Task to complete: Copy the entries below word for word, keeping every line in its original order.

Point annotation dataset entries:
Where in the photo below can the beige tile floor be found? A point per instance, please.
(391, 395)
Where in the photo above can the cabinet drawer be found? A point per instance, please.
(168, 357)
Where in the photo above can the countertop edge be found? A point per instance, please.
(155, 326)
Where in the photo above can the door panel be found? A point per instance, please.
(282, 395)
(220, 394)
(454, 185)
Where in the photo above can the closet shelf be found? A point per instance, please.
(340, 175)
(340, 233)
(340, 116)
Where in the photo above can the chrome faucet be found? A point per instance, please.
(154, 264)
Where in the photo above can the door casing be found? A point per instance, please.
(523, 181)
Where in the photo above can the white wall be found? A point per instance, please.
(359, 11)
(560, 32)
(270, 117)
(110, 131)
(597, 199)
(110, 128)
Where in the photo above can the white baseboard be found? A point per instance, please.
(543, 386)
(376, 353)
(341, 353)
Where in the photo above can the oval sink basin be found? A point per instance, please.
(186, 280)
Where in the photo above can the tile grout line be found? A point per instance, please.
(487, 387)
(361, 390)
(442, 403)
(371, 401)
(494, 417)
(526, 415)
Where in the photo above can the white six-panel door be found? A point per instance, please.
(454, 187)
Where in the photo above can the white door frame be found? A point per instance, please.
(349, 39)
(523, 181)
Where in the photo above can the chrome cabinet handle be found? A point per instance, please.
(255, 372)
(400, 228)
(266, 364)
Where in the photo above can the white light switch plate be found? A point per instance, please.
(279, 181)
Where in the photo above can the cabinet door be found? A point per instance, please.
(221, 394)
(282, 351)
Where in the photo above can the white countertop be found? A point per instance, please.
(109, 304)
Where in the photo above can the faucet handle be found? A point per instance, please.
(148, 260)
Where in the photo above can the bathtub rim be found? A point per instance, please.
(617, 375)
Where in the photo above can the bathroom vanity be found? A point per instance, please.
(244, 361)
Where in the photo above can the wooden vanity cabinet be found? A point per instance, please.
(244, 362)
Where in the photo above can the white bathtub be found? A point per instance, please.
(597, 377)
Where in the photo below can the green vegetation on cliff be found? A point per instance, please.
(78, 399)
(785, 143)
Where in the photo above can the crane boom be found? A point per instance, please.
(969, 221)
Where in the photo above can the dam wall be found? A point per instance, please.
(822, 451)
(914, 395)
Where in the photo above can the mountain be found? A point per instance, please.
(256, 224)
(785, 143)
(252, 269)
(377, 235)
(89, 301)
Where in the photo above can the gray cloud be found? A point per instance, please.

Response for this exercise:
Where in the photo below can the beige tile floor be found? A point per instance, please.
(391, 395)
Where in the photo above can the cabinet drawer be found? A point per instance, please.
(168, 357)
Where in the photo above can the countertop edge be found? A point per instance, please.
(155, 326)
Where in the photo above can the door panel be found? A point per instance, please.
(282, 395)
(220, 394)
(454, 185)
Where in the photo above can the closet shelf be found? A point per instance, please.
(340, 175)
(340, 233)
(340, 116)
Where in the photo above can the chrome faucet be found? A point per instance, please.
(154, 264)
Where in the photo above can the door casing be found? A point per instance, please.
(523, 181)
Where in the photo above can the white wall be found? A point per instance, please.
(359, 11)
(560, 32)
(270, 117)
(110, 131)
(597, 199)
(110, 128)
Where in the photo above can the white baseboard be found? A point per instance, please.
(543, 386)
(376, 353)
(341, 353)
Where in the photo above can the oval sink basin be found? A point per instance, please.
(186, 280)
Where in the photo above can the tile grout line be found? A point per instance, please.
(487, 387)
(361, 390)
(442, 403)
(371, 401)
(494, 417)
(526, 415)
Where in the photo above can the white six-panel door be found? A point per instance, please.
(454, 187)
Where in the photo above can the white door frame be found? A point per instance, please.
(349, 39)
(523, 181)
Where in the photo above can the chrome cabinet handle be found? A point per instance, please.
(255, 372)
(400, 228)
(266, 364)
Where in the photo above can the white light switch plate be found? A point per instance, please.
(279, 181)
Where in the photo above can the cabinet door be found? A point per instance, please.
(221, 394)
(282, 351)
Where in the photo above can the white countertop be found? A point per instance, please.
(109, 304)
Where in the photo above can the faucet handle be found? A point per instance, please.
(148, 260)
Where in the photo above can the bathtub rim be found? A point per instance, please.
(617, 375)
Where in the photo above can the bathroom vanity be found? A point per instance, please.
(244, 361)
Where in the photo above can the wooden vanity cabinet be found? A point per instance, please.
(244, 362)
Where in the photo above can the white bathtub be found? A point per instance, please.
(597, 377)
Where in the photo below can the green vegetation on cliff be found? A point per instance, please.
(78, 399)
(785, 143)
Where in the photo above can the crane boom be found? A point per instance, please.
(969, 221)
Where in the photo above can the dam wall be found? A point per instance, please.
(822, 451)
(914, 395)
Where in the photo above can the mountain be found? A point per instance, please.
(256, 224)
(785, 143)
(252, 269)
(377, 235)
(89, 301)
Where in the photo above can the gray cloud be found? A point per instance, please.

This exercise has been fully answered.